### What the task asks
Count the lines in the items below that contain the string "nest". Treat uppercase and lowercase as different, and reply with the number alone.

(Data items)
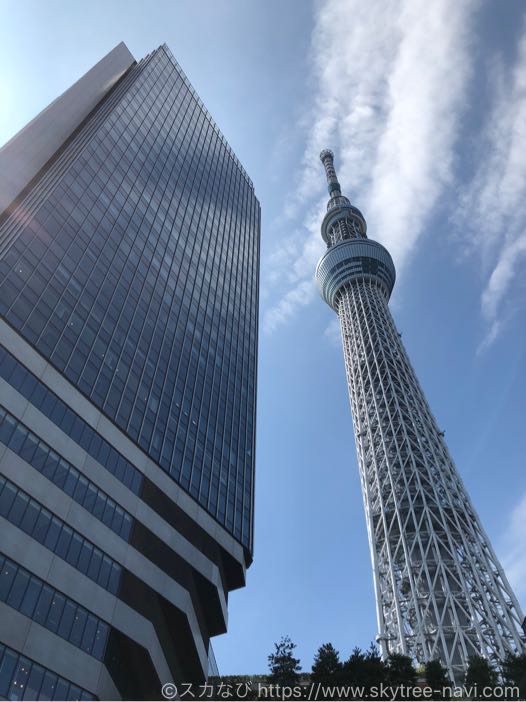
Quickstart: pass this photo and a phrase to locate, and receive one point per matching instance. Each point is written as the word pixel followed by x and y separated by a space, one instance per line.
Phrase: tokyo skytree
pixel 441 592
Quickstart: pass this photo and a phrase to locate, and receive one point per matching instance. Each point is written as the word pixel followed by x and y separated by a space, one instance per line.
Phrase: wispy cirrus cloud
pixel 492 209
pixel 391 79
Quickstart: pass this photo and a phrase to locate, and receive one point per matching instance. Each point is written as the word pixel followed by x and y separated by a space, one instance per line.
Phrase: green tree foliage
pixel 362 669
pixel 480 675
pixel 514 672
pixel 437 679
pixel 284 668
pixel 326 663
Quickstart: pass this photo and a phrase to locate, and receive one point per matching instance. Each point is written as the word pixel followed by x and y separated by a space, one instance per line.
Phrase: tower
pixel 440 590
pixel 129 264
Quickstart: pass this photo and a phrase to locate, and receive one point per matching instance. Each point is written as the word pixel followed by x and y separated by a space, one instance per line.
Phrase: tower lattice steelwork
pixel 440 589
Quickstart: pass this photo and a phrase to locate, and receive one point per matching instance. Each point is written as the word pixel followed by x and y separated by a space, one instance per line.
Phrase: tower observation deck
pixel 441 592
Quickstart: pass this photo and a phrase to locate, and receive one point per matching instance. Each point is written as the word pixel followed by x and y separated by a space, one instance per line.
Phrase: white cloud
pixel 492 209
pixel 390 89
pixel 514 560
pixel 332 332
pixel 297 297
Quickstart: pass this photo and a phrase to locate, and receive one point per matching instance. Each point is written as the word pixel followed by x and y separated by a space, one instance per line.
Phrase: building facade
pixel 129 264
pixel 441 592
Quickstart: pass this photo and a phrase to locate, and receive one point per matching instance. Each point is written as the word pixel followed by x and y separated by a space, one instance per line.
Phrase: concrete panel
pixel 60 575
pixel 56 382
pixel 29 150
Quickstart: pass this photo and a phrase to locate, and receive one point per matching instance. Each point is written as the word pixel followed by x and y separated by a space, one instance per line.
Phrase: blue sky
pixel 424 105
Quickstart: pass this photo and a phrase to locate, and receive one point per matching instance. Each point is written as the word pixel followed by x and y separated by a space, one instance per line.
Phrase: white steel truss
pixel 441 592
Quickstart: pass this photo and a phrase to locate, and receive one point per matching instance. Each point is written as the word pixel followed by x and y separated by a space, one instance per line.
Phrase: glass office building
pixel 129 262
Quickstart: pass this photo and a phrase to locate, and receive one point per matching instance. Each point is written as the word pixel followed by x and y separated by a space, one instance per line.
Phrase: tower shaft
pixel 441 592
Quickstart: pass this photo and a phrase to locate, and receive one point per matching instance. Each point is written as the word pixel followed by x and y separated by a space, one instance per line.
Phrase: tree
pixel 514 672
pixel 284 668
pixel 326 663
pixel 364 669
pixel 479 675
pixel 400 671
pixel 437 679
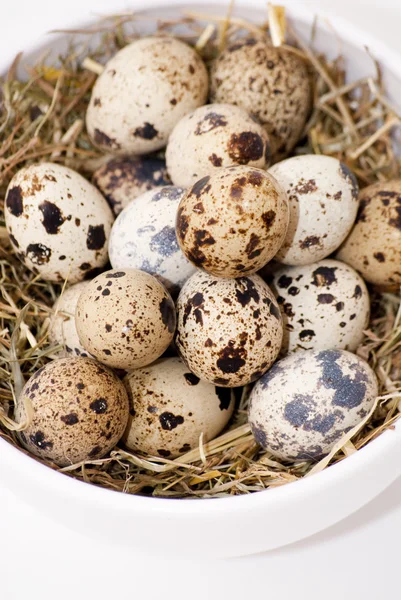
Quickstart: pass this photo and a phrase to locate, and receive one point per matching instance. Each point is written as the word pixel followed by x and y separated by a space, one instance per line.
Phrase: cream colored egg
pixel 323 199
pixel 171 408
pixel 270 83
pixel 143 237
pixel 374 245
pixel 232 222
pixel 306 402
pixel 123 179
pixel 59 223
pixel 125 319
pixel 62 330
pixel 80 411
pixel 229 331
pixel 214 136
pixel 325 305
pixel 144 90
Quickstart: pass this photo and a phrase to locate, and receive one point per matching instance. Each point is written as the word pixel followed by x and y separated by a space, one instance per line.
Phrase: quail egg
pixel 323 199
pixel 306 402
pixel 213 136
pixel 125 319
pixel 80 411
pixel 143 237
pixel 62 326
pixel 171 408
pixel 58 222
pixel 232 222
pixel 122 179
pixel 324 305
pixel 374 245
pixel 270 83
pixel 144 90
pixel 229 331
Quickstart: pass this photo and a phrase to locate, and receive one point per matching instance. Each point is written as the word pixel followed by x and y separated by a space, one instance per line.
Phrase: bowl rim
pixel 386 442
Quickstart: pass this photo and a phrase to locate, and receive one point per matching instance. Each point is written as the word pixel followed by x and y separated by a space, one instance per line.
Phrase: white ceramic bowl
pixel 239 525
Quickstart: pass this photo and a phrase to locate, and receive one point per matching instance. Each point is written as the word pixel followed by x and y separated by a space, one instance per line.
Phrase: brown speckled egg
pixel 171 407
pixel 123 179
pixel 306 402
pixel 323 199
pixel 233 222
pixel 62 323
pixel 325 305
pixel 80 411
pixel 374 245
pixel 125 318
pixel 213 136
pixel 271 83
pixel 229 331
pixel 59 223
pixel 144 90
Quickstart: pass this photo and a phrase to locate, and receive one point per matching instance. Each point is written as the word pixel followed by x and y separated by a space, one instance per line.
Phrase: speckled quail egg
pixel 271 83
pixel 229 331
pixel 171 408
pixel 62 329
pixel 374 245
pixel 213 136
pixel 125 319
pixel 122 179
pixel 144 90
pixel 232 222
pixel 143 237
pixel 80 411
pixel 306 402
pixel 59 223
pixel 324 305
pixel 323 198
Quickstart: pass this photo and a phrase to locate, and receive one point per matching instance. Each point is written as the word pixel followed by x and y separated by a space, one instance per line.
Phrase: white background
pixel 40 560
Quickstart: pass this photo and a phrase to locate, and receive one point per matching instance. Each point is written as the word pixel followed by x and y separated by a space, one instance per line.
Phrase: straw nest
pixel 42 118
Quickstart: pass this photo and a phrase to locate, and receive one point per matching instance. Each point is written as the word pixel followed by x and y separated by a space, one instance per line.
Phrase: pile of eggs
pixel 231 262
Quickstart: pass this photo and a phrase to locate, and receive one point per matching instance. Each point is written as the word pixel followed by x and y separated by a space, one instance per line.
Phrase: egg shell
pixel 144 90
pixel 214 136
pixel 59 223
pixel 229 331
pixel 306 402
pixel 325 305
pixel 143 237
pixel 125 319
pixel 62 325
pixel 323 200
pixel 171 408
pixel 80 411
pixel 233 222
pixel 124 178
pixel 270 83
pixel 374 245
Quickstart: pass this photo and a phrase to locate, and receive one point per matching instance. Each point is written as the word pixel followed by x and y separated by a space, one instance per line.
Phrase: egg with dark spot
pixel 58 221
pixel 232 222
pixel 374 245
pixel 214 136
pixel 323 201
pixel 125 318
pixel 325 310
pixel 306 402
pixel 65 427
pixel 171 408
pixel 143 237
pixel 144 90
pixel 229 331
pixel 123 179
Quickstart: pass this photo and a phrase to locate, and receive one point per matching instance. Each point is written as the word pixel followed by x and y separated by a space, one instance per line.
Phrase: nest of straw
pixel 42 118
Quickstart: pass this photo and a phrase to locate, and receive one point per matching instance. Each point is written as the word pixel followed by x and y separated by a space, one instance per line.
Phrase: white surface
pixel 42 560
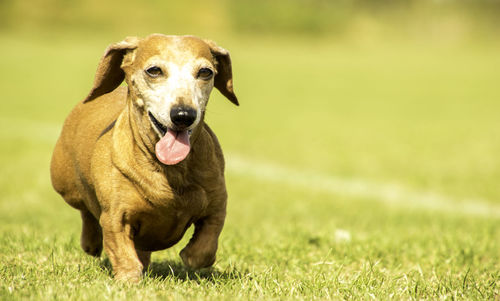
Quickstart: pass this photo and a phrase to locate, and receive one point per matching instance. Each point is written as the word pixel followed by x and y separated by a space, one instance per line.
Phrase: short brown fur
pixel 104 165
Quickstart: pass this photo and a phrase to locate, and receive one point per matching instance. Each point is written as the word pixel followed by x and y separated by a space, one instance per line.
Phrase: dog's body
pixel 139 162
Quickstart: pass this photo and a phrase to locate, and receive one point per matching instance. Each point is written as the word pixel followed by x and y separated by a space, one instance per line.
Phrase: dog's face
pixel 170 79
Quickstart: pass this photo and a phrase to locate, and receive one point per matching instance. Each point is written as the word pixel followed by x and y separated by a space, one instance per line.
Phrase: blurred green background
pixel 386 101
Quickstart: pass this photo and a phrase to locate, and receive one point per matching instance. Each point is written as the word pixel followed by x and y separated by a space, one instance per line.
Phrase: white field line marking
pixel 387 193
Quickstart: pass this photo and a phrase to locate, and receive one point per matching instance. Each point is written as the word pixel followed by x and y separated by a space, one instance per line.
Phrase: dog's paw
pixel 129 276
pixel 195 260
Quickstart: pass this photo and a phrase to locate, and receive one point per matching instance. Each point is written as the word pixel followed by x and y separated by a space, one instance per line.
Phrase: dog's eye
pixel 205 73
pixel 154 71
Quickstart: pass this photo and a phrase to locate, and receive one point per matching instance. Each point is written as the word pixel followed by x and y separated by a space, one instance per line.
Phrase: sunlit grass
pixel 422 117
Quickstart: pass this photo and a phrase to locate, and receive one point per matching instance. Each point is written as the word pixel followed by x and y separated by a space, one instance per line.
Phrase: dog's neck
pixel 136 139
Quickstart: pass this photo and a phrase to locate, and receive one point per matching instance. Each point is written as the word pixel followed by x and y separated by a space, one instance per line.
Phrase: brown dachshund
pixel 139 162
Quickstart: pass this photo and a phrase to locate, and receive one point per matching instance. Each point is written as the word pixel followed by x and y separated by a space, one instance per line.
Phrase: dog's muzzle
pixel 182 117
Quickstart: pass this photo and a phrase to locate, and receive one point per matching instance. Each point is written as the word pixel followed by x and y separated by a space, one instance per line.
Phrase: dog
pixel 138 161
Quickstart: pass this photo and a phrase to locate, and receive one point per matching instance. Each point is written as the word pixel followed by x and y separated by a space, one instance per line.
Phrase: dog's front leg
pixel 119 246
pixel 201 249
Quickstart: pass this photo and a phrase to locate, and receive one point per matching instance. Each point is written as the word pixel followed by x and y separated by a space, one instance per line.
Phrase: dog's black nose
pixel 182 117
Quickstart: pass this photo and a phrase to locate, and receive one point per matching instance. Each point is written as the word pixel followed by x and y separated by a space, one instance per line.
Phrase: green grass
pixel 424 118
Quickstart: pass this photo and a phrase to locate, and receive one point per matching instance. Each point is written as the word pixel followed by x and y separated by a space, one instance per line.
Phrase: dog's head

### Exercise output
2